- [PETIKAN TERPILIH]:
Selain membakar alat berat, pada 20 Mei 2023 lalu, terjadi pembakaran rumah warga di Kabupaten Puncak, Provinsi Papua Tengah. Dalam peristiwa tragis tersebut, yang terbakar adalah rumah semi permanen milik pendeta Loas Kogoya dan Daniel Emba.
Kombes Ignatius Benny Ady Prabowo selaku Kabid Humas Polda Papua mengatakan, aksi pembaaran rumah pendeta tersebut terjadi pada pukul 15.30 WIT. Kerugian materiil yang disebabkan oleh kebakaran tersebut diperkirakan mencapai 300 juta rupiah.
Salah satu anggota KST, Sebby Sembom mengaku bahwa pihaknya yang melakukan pembakaran. KST melakukannya karena masih dalam masa perang melawan aparat keamanan.
Masyarakat-pun mengecam aksi pembakaran tersebut. Bagaimana bisa KST secara tega membakar rumah warga, Apalagi yang dibakar oleh KST adalah rumah milik pendeta/tokoh agama, di mana seharusnya tokoh agama adalah sosok yang harus dilindungi dan dihormati. Pembakaran tersebut tentu saja membuktikan bahwa KST tidak lagi takut dengan sang pencipta.
Melihat rekam jejak KST di Papua, sepertinya memang cocok disebut sebagai kelompok separatis, bukan organisasi yang menginginkan kemerdekaan bagi Papua. KST tidak hanya melawan aparat, mereka juga membuat resah masyarakat asli Papua.
Label pengkhianat juga bisa disematkan kepada KST, karena mereka telah menunjukkan suaranya untuk menolak Indonesia. Pengkhianat akan terus berusaha melakukan pemberontakan dengan segala cara, termasuk dengan cara-cara kekerasan, seperti pembakaran kendaraan, pengrusakan fasilitas umum hingga mengibarkan bendera bintang kejora yang merupakan simbol Organisasi Papua Merdeka (OPM).
Mahfud MD selaku Menteri Koordinator (Menko) Hukum dan Keamanan (Menko Polhukam) Mahfud MD mengatakan, penegakan terhadap KST perlu dilakukan, karena kelompok tersebut telah merusak harmoni di tengah-tengah kedamaian masyarakat. Padahal keamanan serta kedamaian di Papua akan mendukung progres pembangunan Papua.

- [TUGAS WAJIB]:
1. Tulis ulang bagian petikan yang dibuka dengan kata-kata berisi "Kombes Ignatius Benny" dan ditutup dengan "300 juta rupiah.".
2. Menurut petikan, berapa perkiraan kerugian materiil akibat kebakaran rumah pendeta itu?

- [BAHAN YANG DISEDIAKAN]:
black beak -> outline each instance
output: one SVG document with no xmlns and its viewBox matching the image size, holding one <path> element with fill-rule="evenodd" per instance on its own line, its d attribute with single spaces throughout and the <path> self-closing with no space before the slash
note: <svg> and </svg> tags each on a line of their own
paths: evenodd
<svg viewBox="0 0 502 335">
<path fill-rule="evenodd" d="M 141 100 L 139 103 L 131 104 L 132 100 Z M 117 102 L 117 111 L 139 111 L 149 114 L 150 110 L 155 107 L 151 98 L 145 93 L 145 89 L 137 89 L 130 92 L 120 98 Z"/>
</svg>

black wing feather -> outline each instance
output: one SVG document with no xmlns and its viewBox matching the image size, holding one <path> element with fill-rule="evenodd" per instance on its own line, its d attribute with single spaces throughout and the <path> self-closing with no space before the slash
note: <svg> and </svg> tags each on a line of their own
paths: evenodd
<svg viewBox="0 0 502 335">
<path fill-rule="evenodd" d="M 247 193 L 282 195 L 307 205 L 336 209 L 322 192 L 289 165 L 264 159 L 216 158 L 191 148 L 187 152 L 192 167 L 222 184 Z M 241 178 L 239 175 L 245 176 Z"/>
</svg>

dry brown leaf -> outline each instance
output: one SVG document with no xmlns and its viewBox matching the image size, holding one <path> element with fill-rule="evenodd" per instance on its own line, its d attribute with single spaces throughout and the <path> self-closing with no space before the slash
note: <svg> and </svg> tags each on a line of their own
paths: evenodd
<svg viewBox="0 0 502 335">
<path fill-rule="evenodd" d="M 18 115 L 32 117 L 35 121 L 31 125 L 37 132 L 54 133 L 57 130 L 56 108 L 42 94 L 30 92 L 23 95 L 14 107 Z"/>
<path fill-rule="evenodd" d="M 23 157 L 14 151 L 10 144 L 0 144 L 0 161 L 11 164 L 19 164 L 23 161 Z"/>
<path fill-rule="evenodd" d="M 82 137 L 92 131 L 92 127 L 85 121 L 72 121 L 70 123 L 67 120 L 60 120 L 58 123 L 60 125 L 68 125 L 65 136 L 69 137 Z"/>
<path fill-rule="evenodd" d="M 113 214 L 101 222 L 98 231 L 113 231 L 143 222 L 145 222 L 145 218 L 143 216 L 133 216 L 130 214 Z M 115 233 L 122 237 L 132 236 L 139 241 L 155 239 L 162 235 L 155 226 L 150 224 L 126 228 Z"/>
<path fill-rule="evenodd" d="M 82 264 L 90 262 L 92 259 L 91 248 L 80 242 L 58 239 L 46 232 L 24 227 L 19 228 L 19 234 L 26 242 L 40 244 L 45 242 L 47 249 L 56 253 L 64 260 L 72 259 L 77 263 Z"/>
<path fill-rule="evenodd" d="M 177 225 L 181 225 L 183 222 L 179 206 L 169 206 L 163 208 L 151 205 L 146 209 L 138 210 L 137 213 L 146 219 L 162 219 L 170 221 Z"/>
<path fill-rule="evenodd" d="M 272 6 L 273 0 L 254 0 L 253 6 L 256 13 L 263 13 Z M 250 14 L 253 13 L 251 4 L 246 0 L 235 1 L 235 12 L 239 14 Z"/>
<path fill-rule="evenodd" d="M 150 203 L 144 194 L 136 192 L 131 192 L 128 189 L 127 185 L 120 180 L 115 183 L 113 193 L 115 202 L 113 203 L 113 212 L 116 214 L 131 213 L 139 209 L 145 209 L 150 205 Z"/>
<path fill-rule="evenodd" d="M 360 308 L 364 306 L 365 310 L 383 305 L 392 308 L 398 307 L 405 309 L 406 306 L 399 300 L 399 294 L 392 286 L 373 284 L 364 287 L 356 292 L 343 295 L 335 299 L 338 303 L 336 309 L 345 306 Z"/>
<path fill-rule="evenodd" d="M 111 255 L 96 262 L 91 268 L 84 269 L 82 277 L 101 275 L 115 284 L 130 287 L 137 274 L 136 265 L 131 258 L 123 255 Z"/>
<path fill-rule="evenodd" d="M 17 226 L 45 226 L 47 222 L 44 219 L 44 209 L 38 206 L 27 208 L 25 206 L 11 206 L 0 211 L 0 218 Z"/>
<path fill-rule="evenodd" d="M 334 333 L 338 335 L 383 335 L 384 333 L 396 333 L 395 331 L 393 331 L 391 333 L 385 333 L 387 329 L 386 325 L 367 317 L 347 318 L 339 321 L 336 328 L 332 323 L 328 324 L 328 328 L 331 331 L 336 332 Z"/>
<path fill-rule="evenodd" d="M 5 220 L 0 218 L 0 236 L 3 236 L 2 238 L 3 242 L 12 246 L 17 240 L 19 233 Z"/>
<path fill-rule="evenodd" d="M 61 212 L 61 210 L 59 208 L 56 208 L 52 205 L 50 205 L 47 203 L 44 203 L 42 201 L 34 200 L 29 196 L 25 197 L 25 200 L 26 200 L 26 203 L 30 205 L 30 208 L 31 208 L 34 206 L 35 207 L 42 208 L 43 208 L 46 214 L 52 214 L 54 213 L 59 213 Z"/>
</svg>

- [JAWABAN TERTULIS]:
1.
Kombes Ignatius Benny Ady Prabowo selaku Kabid Humas Polda Papua mengatakan, aksi pembaaran rumah pendeta tersebut terjadi pada pukul 15.30 WIT. Kerugian materiil yang disebabkan oleh kebakaran tersebut diperkirakan mencapai 300 juta rupiah.

2. Kerugian materiilnya diperkirakan mencapai 300 juta rupiah.